* [Task]: Every record must be transcribed in its entirety, apart from the images, which are to be omitted.

Start of Data provided

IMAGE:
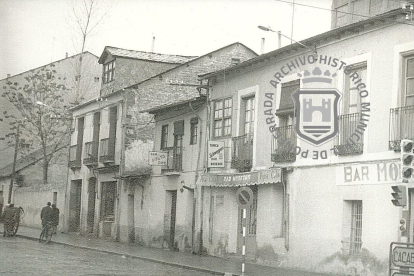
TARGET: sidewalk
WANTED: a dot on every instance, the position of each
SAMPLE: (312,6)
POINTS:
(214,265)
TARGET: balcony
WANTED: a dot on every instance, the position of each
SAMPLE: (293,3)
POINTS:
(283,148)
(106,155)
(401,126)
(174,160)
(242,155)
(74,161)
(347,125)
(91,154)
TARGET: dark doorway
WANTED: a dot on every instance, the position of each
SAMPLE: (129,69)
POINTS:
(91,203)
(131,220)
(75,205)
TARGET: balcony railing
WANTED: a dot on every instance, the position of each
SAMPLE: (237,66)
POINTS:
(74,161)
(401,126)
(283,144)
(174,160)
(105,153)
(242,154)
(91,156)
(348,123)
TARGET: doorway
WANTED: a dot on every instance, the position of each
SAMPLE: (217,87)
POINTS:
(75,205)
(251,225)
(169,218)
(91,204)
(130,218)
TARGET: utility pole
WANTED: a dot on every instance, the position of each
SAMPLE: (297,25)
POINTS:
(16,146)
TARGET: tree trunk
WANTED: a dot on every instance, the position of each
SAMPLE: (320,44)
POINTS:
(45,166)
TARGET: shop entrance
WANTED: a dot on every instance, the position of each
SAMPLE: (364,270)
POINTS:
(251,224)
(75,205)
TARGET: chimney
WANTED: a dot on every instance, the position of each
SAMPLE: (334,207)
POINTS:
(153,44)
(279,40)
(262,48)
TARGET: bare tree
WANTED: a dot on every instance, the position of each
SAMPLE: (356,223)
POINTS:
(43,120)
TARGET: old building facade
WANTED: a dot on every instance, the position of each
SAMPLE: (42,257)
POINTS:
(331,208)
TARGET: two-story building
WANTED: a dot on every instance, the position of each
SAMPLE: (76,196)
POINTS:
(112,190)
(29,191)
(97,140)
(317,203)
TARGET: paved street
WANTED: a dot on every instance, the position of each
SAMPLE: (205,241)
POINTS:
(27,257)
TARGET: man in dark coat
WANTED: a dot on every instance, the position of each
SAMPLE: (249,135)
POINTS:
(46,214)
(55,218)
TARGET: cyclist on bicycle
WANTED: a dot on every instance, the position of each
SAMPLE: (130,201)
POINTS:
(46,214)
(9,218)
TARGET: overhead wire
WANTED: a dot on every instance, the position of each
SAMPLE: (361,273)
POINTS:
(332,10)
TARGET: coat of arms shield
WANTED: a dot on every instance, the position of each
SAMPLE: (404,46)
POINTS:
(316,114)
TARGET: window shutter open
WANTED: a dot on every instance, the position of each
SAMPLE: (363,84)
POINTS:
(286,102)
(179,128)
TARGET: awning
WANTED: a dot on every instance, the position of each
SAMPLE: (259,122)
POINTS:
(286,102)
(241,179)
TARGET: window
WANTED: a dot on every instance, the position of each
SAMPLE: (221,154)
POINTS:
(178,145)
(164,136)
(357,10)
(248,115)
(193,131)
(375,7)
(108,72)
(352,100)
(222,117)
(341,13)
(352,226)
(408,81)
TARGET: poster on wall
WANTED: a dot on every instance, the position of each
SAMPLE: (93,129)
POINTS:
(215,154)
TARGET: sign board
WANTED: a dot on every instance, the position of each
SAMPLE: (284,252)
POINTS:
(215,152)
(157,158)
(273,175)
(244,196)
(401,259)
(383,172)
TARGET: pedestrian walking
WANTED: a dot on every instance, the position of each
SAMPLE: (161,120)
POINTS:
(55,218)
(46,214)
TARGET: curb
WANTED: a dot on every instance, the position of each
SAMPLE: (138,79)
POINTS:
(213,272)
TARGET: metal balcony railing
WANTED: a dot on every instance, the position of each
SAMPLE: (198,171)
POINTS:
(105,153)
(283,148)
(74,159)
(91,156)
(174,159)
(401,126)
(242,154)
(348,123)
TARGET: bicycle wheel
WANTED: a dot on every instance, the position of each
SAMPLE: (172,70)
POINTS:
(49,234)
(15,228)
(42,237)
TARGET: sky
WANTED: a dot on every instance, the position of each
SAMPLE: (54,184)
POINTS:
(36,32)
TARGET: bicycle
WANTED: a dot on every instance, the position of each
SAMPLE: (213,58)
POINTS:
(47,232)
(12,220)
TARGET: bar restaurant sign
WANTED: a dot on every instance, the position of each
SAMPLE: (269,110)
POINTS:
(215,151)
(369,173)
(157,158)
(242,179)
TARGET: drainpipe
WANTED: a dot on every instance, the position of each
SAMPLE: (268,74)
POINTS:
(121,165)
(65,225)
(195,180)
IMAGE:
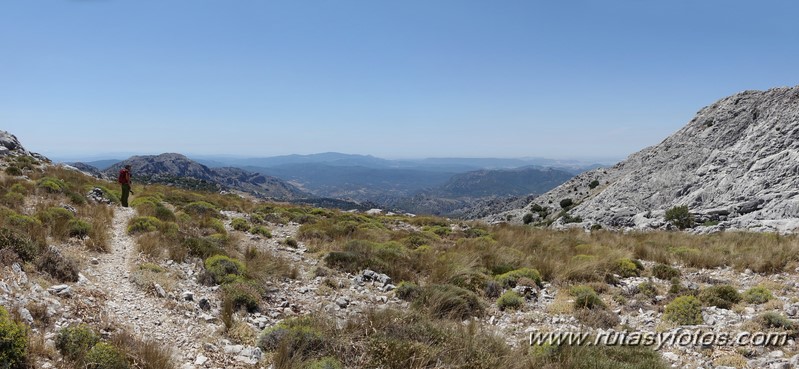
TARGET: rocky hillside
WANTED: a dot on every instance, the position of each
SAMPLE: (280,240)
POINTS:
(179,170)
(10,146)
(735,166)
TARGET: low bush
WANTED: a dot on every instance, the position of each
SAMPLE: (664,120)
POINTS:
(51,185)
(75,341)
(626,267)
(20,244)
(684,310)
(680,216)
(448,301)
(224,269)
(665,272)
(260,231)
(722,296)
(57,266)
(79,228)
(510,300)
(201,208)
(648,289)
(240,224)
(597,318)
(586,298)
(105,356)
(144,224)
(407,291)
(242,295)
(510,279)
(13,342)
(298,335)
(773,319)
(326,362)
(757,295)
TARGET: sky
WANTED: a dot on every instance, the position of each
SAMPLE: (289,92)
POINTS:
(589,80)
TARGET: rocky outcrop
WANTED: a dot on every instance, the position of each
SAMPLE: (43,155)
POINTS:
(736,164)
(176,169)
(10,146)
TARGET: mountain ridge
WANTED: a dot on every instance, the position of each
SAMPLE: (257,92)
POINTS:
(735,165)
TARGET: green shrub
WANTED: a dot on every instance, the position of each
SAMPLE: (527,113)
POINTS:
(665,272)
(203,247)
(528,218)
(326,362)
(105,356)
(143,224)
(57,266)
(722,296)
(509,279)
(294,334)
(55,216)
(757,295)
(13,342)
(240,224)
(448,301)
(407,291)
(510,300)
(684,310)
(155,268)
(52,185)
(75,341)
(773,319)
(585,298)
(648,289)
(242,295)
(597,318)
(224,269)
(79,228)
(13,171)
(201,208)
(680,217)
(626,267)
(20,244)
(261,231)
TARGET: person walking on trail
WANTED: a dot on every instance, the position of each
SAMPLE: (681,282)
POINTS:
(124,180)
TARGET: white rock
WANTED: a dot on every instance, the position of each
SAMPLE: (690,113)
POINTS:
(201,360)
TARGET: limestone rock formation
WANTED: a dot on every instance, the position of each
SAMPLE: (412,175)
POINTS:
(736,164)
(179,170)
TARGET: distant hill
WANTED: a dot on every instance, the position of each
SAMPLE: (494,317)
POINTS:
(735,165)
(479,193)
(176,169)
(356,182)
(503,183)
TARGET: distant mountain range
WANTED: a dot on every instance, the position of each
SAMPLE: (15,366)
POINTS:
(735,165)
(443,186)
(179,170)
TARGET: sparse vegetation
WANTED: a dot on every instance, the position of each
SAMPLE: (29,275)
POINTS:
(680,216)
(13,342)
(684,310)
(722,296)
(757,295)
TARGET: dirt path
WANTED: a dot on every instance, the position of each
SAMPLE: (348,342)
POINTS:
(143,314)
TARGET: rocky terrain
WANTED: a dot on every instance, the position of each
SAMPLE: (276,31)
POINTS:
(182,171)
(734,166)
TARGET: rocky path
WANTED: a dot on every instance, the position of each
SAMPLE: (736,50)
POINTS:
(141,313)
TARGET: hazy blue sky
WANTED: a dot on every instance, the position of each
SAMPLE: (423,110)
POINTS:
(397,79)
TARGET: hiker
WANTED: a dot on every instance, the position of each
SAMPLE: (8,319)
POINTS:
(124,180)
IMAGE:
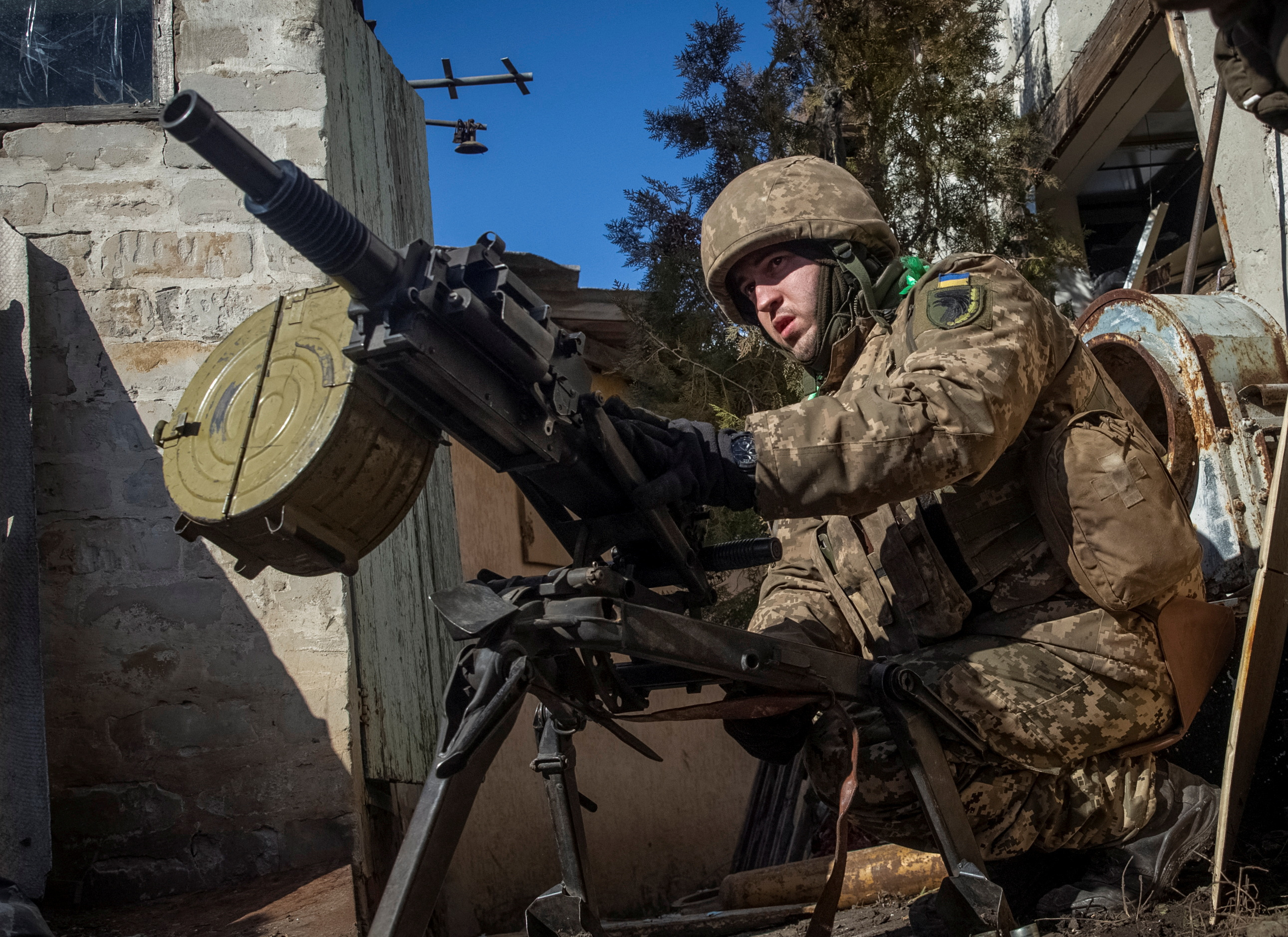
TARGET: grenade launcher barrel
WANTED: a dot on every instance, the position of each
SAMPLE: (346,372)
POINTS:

End of Data provided

* [Solved problem]:
IMAGE:
TARGET: sidewalk
WANTED: a dot on every instance, the position of each
SAMPLE: (312,6)
POINTS:
(214,265)
TARGET: balcony
WANTED: a dot on every instance, the position of each
SAMPLE: (293,3)
POINTS:
(283,148)
(106,155)
(401,126)
(174,160)
(242,155)
(74,161)
(347,125)
(91,154)
TARGET: dark doorway
WANTED: a dot on every instance, the position of each
SAMPLE: (129,69)
POINTS:
(91,203)
(131,220)
(75,205)
TARGET: balcony railing
WANTED: a dot on every instance, the position of each
SAMPLE: (237,66)
POINTS:
(74,161)
(401,126)
(283,144)
(174,160)
(105,153)
(242,154)
(91,156)
(348,123)
TARGET: doorway
WANTED: a dot on every instance, the position of each
SAMPLE: (217,87)
POINTS:
(75,205)
(251,225)
(169,218)
(91,204)
(130,218)
TARGET: utility pole
WANTED: a dot on every instance, the position of each
SAMPLE: (297,25)
POINTS:
(16,146)
TARGET: tree trunk
WANTED: a dot on every instance, the position of each
SAMPLE: (320,44)
POINTS:
(45,166)
TARGET: shop entrance
WANTED: a dot on every instance, the position of each
SAMPLE: (364,270)
POINTS:
(251,224)
(75,205)
TARGET: chimney
WANTED: a dot on every instance, the position of each
SAMPLE: (334,207)
POINTS:
(153,44)
(279,40)
(262,48)
TARGET: bare tree
WANTED: a dot on every instance, the position of each
SAMPLE: (356,223)
POINTS:
(43,120)
TARGET: old building facade
WANTED: a dot on every instance, the position of each
SAMPLE: (42,257)
POINTS:
(331,208)
TARGET: two-story building
WANTED: a dot on every instance, the position of each
SAMPLE: (76,196)
POINTS:
(112,190)
(29,191)
(97,140)
(317,203)
TARGET: paved street
WANTED: a dot on every instance, the position of each
SAMPLE: (205,241)
POINTS:
(27,257)
TARGET: man in dark coat
WANTED: a dot on every instance, the position of each
SAMPLE: (249,135)
POINTS:
(46,214)
(55,218)
TARGET: cyclist on bicycle
WANTED: a dot on every instance, the position of each
SAMPLE: (130,201)
POINTS:
(46,214)
(9,218)
TARGET: overhead wire
WANTED: a dot on every instance, the position of each
SAMPLE: (361,273)
POINTS:
(332,10)
TARGET: coat of arms shield
WANTED: a dot on every instance, the position of each
SAMPLE: (404,46)
POINTS:
(316,114)
TARGET: window shutter open
WANTED: a dot on every instance, the position of each
SAMPLE: (363,84)
POINTS:
(286,102)
(179,128)
TARGET: awning
WANTED: a dot on every instance, the position of each
SAMPLE: (259,122)
POINTS:
(286,102)
(241,179)
TARGET: window
WANTED: a dot on every instance, the position of each
SAMPLE: (221,154)
POINTS:
(178,145)
(164,136)
(357,10)
(248,115)
(193,131)
(375,7)
(108,72)
(352,100)
(222,117)
(341,13)
(352,226)
(408,81)
TARGET: poster on wall
WANTED: a dot on every instance, the position of each
SAMPLE: (93,129)
POINTS:
(215,154)
TARGET: sign board
WANTED: a dot on every instance, the position of each
SAMPLE: (284,252)
POINTS:
(215,152)
(157,158)
(273,175)
(244,196)
(401,259)
(383,172)
TARGET: pedestrian walking
WANTED: a dot on every instance, the position of each
SAMPLE: (161,120)
POINTS:
(55,218)
(46,214)
TARGET: curb
WANTED: a dot on every instance, the position of each
SAMPLE: (138,79)
POINTS:
(213,272)
TARGET: metal balcony railing
WANTED: a dot on every instance, the position of each
SAMPLE: (198,171)
POINTS:
(105,153)
(283,148)
(74,159)
(91,156)
(174,159)
(401,126)
(242,154)
(348,123)
TARGET: bicycle wheel
WANTED: a dot on every instance, the position of each
SAMPLE: (172,70)
POINTS:
(49,234)
(15,228)
(42,237)
TARGET: sky
WANTED: a dot on every instance, the position of each
SAMPLE: (54,184)
POINTS:
(36,32)
TARGET: bicycle
WANTED: a dot on every instance, the position of each
SAMPLE: (213,58)
POINTS:
(47,232)
(12,220)
TARGET: bar restaurant sign
WANTED: a dot on every instance, the position of each
SAMPLE: (269,110)
POINTS:
(215,151)
(369,173)
(157,158)
(242,179)
TARGET: drainpipe
WANTED: a dot on every instance, the position of each
SAMPLE: (268,74)
POINTS:
(121,165)
(65,225)
(195,180)
IMAGE:
TARGET: rocky hillside
WANTED: a dot on every instance, the position of each
SAMPLE: (280,240)
POINTS:
(179,170)
(10,146)
(735,166)
TARGET: low bush
WANTED: a dot on every instance, the position of each
SAMPLE: (664,120)
POINTS:
(51,185)
(75,341)
(626,267)
(20,244)
(684,310)
(680,216)
(448,301)
(224,269)
(665,272)
(260,231)
(722,296)
(57,266)
(79,228)
(510,300)
(201,208)
(648,289)
(240,224)
(597,318)
(586,298)
(105,356)
(144,224)
(407,291)
(242,295)
(510,279)
(13,342)
(298,335)
(773,319)
(326,362)
(757,295)
TARGET: sky
WANTED: a dot on every instance, the position of each
SAMPLE: (289,92)
POINTS:
(589,80)
TARGET: rocky outcrop
WANTED: a dot on every instance, the position of each
SAMPLE: (43,155)
POINTS:
(736,164)
(176,169)
(10,146)
TARGET: mountain ridge
WANTED: a dot on every instance, the position of each
SAMPLE: (257,92)
POINTS:
(735,165)
TARGET: green shrub
WANTED: a dot on every instance, the position of each
SAMPLE: (527,113)
POINTS:
(665,272)
(203,247)
(528,218)
(326,362)
(105,356)
(143,224)
(57,266)
(722,296)
(509,279)
(294,334)
(55,216)
(757,295)
(13,342)
(240,224)
(448,301)
(407,291)
(510,300)
(684,310)
(155,268)
(52,185)
(75,341)
(773,319)
(585,298)
(648,289)
(242,295)
(597,318)
(224,269)
(79,228)
(13,171)
(201,208)
(680,217)
(626,267)
(20,244)
(261,231)
TARGET: person walking on trail
WANTED: a dot on every instance, the position of each
SAMPLE: (681,282)
POINTS:
(124,180)
TARGET: white rock
WANTED: a dot on every instance, the position of each
SAMPLE: (690,113)
POINTS:
(201,360)
TARGET: limestone rock formation
WANTED: a dot on every instance, the position of each
SAMPLE: (412,175)
POINTS:
(736,164)
(179,170)
TARGET: distant hill
WANTED: a dot on every instance, the position of each
SAMPLE: (494,317)
POINTS:
(735,165)
(479,193)
(176,169)
(356,182)
(503,183)
TARGET: distant mountain range
WANTED: a dot on every instance, the position of each
SAMPLE: (15,366)
POINTS:
(735,165)
(443,186)
(179,170)
TARGET: sparse vegetation
WANTED: a dot on every instance, the position of each
SAMPLE: (29,275)
POINTS:
(680,216)
(13,342)
(684,310)
(722,296)
(757,295)
TARGET: dirt path
WANTED: a dot on every instance, the position of each
SAMPLE: (348,342)
POINTS:
(143,314)
TARGET: rocky terrain
WANTED: a dot on every instance, the position of each
SAMPLE: (276,31)
POINTS:
(182,171)
(734,166)
TARGET: rocky path
WANTED: a dot on every instance, the position of each
SAMPLE: (736,50)
POINTS:
(141,313)
TARGET: hazy blue sky
WANTED: a dot on every instance, the position of each
SAMPLE: (423,110)
POINTS:
(397,79)
TARGET: hiker
WANTED: a dot on every instance, the position of each
SAMPLE: (8,319)
POINTS:
(124,180)
IMAGE:
TARGET: grenade launcher barrel
WANTED: a dot on every instance, the position of each
SAMPLE: (346,372)
POINTS:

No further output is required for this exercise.